*Records for this task*.
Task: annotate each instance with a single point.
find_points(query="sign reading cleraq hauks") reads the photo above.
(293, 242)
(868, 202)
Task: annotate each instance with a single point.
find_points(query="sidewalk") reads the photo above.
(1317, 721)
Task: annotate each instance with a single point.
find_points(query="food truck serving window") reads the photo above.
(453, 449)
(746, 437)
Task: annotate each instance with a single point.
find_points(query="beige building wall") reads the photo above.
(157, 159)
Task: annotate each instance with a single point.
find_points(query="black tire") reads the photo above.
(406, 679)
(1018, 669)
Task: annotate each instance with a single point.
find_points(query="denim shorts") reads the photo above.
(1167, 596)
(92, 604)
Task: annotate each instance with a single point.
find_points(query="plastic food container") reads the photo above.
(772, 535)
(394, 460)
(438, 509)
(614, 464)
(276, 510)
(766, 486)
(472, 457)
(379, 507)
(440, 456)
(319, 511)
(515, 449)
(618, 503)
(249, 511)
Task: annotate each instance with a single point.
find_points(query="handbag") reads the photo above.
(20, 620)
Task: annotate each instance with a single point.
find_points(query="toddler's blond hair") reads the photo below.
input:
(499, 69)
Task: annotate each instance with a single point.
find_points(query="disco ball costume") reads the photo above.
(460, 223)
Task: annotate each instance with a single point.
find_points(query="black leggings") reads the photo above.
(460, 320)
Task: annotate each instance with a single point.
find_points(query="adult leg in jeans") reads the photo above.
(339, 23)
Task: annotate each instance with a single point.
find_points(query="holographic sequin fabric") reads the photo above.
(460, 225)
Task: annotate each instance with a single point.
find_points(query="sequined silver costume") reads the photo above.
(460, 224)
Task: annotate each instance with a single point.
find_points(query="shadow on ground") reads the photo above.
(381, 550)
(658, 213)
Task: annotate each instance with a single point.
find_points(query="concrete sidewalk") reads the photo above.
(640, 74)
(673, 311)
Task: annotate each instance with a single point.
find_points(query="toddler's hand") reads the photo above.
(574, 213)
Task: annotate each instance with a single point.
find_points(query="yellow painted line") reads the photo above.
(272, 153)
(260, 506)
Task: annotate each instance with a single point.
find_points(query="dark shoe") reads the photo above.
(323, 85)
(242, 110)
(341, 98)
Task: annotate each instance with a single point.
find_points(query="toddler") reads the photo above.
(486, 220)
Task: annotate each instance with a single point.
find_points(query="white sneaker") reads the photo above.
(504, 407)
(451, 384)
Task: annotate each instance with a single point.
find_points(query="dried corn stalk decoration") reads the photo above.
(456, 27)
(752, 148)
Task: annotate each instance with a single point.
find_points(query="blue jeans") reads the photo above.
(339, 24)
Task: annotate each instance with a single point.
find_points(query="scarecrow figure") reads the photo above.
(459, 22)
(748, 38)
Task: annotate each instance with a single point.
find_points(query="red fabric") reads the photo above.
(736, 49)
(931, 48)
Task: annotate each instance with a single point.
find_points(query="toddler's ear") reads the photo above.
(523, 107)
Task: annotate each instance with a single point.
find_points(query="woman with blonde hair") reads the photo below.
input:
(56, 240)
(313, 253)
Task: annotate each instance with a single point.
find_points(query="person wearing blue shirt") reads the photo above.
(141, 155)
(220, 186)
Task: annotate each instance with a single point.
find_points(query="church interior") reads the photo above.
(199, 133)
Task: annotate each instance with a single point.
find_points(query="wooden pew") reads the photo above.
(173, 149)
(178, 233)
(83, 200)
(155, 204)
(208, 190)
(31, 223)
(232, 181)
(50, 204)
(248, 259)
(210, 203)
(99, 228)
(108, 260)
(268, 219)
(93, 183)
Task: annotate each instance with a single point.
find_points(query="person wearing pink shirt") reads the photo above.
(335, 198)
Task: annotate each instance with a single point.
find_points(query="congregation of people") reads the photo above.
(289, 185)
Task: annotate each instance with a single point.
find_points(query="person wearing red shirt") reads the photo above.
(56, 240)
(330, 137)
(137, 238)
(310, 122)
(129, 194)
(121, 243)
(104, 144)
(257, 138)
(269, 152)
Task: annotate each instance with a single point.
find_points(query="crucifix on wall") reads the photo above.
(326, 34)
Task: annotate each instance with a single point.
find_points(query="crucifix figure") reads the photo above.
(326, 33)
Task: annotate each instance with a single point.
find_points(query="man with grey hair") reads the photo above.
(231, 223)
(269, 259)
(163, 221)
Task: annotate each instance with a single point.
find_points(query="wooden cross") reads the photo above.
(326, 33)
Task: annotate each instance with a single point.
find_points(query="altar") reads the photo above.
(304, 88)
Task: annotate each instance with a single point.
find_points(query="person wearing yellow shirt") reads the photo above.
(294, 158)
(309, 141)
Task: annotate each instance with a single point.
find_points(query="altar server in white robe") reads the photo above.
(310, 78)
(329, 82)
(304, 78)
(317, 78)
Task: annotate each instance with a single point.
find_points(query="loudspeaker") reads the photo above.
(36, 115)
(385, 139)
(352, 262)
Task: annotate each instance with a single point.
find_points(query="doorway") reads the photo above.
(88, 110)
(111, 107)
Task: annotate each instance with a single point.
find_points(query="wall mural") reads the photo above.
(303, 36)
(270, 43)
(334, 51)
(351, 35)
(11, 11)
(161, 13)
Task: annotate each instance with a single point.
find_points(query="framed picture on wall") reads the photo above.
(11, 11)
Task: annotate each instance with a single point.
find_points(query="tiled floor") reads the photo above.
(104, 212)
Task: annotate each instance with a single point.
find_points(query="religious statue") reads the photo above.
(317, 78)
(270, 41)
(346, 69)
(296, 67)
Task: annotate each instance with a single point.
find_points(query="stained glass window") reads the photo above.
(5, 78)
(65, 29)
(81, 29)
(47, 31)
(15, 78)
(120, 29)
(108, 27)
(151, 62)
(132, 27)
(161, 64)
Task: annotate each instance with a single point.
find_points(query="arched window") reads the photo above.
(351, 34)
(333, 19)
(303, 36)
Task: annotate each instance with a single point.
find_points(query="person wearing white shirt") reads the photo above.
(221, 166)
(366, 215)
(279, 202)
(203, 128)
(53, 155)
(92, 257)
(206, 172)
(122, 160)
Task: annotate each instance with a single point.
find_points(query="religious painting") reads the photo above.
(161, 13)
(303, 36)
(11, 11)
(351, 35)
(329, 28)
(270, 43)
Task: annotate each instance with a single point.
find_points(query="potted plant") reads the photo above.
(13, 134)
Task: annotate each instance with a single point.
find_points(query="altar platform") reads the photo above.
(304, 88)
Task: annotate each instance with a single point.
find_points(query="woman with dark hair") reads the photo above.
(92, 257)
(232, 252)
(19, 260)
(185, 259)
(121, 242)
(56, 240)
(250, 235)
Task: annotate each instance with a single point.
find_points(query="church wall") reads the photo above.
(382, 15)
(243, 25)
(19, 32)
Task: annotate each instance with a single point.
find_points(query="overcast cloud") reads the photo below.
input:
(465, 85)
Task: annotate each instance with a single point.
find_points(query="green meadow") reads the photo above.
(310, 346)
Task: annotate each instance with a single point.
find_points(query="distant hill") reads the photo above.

*Assigned task*. Only lines with the word "below" count here; copy every one from the records.

*Output for this exercise*.
find_points(query="toddler's blond hair") reads the photo below.
find_points(query="woman with blonde hair") reads the photo below.
find_points(query="overcast cloud") reads the photo below.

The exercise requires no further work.